◆ **Selected passage**
STATE OF MINNESOTA IN COURT OF APPEALS
Mar 5, 2018
A17-0670 (Minn. Ct. App. Mar. 5, 2018)

Opinion

A17-0670

03-05-2018

In re the Custody of J. M. H. and A. M. H. Roland John Hillstrom, petitioner, Respondent, v. Heather Joy Aschoff, Appellant

Carrie A. Doom, McKinnis & Doom, P.A., Cambridge, Minnesota (for respondent) Elizabeth A. Schading, Barna, Guzy & Steffen, Ltd., Minneapolis, Minnesota (for appellant)


This opinion will be unpublished and may not be cited except as provided by Minn . Stat. § 480A.08, subd. 3 (2016). Affirmed
Worke, Judge Isanti County District Court
File No. 30-FA-15-63 Carrie A. Doom, McKinnis & Doom, P.A., Cambridge, Minnesota (for respondent) Elizabeth A. Schading, Barna, Guzy & Steffen, Ltd., Minneapolis, Minnesota (for appellant) Considered and decided by Reilly, Presiding Judge; Worke, Judge; and Rodenberg, Judge.

UNPUBLISHED OPINION

WORKE, Judge

Appellant argues that the district court abused its discretion by awarding respondent equal parenting time contrary to the wishes of their children and the recommendation of a neutral psychologist, by modifying the children's primary residence, and by modifying respondent's child-support obligation without current income information. We affirm.

FACTS

Appellant-mother Heather Joy Aschoff and respondent-father Roland John Hillstrom are the parents of 15-year-old J.H. and 12-year-old A.H. The never-married parties ended their relationship, and in March 2015, father filed a petition to establish custody and parenting time. The parties agreed to retain Dr. Michael Keller to meet with the children and make a recommendation as to the children's primary residence. Dr. Keller issued a report in April 2015 in which he stated that although the children reported that they love their parents equally, the children have a stronger and closer relationship with mother. Dr. Keller recommended that both children should live with mother as their primary parent and as their primary household, but that they should have a schedule of visitation and parenting time with father.

The district court filed an order for temporary relief in June 2015 directing father to pay a total of $1,407 per month in child support. The district court also granted the parties temporary joint legal custody of the children, named mother's home as the children's temporary primary residence, and ordered that father would have parenting time every other weekend and one overnight per week.

Dr. Keller issued another report in December 2015, noting that both children reported being angry with father for ending his relationship with mother to pursue another relationship. Dr. Keller recommended that the temporary parenting schedule be maintained, and that father participate in parent-child therapy with his children to address their feelings about how and why father and mother ended their relationship.

In January 2016, the district court filed a stipulated order in which the parties agreed to joint legal custody, with mother's residence serving as the children's primary residence. The parties also agreed to share parenting time, with mother having the children four days per week. The parties agreed to follow Dr. Keller's therapeutic recommendations and agreed that father would continue to pay $1,407 per month in child support.

In December 2016, father moved to modify parenting time and child support. Father sought the addition of parenting time for two Thursdays per month, meaning that the parties would have equal parenting time. The district court instructed the parties to have Dr. Keller speak with the children again regarding father's motion to modify parenting time.

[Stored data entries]
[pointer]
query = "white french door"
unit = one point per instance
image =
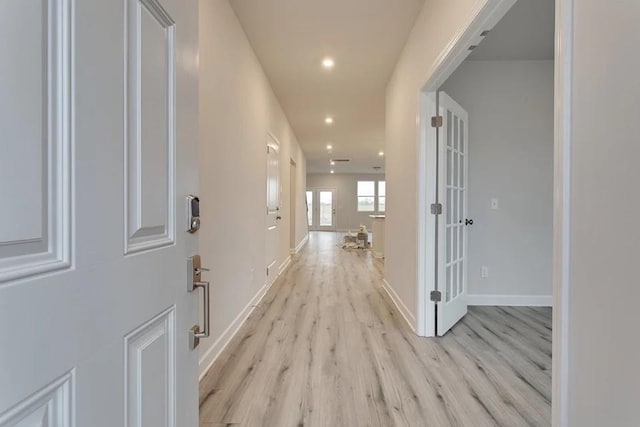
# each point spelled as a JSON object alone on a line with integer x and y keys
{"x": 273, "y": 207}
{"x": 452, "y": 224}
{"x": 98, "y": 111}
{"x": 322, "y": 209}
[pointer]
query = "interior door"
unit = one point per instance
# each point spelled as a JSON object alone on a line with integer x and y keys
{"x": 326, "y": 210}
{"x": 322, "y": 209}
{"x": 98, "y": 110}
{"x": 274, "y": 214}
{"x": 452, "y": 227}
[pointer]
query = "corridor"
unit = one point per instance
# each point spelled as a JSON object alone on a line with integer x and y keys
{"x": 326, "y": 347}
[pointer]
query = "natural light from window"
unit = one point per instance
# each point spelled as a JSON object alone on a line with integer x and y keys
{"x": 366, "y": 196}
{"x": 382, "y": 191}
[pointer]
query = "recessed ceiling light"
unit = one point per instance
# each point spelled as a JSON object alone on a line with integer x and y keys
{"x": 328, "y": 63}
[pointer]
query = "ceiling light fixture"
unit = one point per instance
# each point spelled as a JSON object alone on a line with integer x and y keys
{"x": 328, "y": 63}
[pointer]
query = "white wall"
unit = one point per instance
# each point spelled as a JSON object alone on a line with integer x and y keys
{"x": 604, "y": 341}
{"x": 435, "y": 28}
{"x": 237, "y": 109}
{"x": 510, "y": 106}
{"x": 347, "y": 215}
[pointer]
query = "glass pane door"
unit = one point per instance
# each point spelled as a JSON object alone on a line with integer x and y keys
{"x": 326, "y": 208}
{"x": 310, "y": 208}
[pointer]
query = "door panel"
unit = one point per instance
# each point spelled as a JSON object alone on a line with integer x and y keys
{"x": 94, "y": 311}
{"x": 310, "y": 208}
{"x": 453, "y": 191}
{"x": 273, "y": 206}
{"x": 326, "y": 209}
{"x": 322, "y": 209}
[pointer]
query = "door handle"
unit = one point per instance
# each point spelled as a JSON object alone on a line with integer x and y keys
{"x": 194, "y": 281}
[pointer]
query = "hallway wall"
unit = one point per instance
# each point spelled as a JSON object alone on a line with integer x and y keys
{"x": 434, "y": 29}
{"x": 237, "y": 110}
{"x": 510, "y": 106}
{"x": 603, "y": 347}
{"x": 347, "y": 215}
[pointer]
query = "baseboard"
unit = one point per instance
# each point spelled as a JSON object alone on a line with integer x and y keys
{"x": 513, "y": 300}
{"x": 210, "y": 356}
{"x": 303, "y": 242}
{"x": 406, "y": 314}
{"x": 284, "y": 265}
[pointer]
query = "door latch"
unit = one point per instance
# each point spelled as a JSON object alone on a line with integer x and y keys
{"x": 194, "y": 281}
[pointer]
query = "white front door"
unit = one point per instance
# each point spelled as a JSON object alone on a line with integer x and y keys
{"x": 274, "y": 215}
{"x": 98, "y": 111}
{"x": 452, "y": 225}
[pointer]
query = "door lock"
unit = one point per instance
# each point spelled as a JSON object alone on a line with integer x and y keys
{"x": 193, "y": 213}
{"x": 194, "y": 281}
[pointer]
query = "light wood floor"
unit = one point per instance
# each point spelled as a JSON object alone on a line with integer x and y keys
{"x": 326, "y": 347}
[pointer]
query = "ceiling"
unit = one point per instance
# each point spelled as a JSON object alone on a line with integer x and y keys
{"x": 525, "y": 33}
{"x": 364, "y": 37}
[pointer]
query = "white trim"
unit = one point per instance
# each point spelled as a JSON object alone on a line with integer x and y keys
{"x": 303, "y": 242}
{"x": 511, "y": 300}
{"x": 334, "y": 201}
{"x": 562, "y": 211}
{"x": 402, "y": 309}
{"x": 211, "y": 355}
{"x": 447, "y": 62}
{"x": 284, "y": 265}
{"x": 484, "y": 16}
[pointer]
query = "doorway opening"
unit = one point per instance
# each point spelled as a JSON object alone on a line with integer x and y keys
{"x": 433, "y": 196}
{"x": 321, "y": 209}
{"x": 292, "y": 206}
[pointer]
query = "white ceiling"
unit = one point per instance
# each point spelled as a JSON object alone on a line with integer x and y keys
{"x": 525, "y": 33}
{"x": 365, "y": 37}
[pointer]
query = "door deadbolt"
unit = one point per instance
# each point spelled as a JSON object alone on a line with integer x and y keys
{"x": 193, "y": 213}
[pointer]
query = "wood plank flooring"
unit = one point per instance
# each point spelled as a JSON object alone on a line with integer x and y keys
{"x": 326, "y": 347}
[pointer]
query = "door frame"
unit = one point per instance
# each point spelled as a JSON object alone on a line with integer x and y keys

◆ **Requirement A**
Reproduce word for word the portion of the custody opinion that begins with the words containing "In December 2016, father" and ends with "modify parenting time.".
◆ **Requirement B**
In the custody opinion, what total monthly child support did the June 2015 order for temporary relief direct father to pay?
◆ **Requirement C**
Continue the custody opinion from its final sentence.

◆ **Your response A**
In December 2016, father moved to modify parenting time and child support. Father sought the addition of parenting time for two Thursdays per month, meaning that the parties would have equal parenting time. The district court instructed the parties to have Dr. Keller speak with the children again regarding father's motion to modify parenting time.

◆ **Your response B**
$1,407 per month.

◆ **Your response C**
Dr. Keller issued a report in January 2017 stating that the children reported that the relationship with their father had notably improved and that parent-child counseling contributed to that improvement. Dr. Keller reported that the children preferred fewer days of parenting time with father but that the present schedule would be acceptable to both children. Dr. Keller recommended that the current parenting-time schedule be maintained.

The district court filed an order in February 2017 granting father's motion to modify parenting time and child support. The district court found that the relationship between father and the children had improved and that adding parenting time for father would be beneficial to the children because it would "continue the forward process of strengthening their relationship." The district court acknowledged the children's hesitancy about spending more time with father, so it awarded father an additional Thursday overnight per month immediately, with a second Thursday overnight to be added on February 1, 2018. The district court also ordered that father's child-support obligation would remain as currently ordered until February 1, 2018, but that as of March 1, 2018, his monetary child-support obligation would end.

In April 2017, mother moved for amended findings, or in the alternative, for a new trial on the issue of parenting time. The district court denied mother's motion. Mother appeals.

We note that proceedings to modify custody and proceedings to modify parenting time are not trials; they are "special proceedings," under Minn. R. Civ. App. P. 103.03(g). Huso v. Huso, 465 N.W.2d 719, 720 (Minn. App. 1991) (quotation omitted). Therefore, a motion for a new trial in a proceeding to modify custody or parenting time is "not authorized" and "unnecessary to preserve issues for appeal." Id. at 721. Further, an order denying such a motion is not appealable. Id. Finally, we note that a district court cannot abuse its discretion by denying an unauthorized motion. --------

DECISION

Parenting time/primary residence

Mother argues that the district court abused its discretion by awarding father equal parenting time and by modifying the children's primary residence. "The district court has broad discretion in determining parenting-time issues and will not be reversed absent an abuse of that discretion." Dahl v. Dahl, 765 N.W.2d 118, 123 (Minn. App. 2009). The district court abuses its discretion if its findings are unsupported by the record or if it misapplies the law. Pikula v. Pikula, 374 N.W.2d 705, 710 (Minn. 1985). "A district court's findings of fact underlying a parenting-time decision will be upheld unless they are clearly erroneous." Dahl, 765 N.W.2d at 123. This court may not find facts. Fontaine v. Steen, 759 N.W.2d 672, 679 (Minn. App. 2009).

Parenting time

Mother argues that the district court abused its discretion by, contrary to the recommendation of Dr. Zeller and the preference of both children, awarding father equal parenting time.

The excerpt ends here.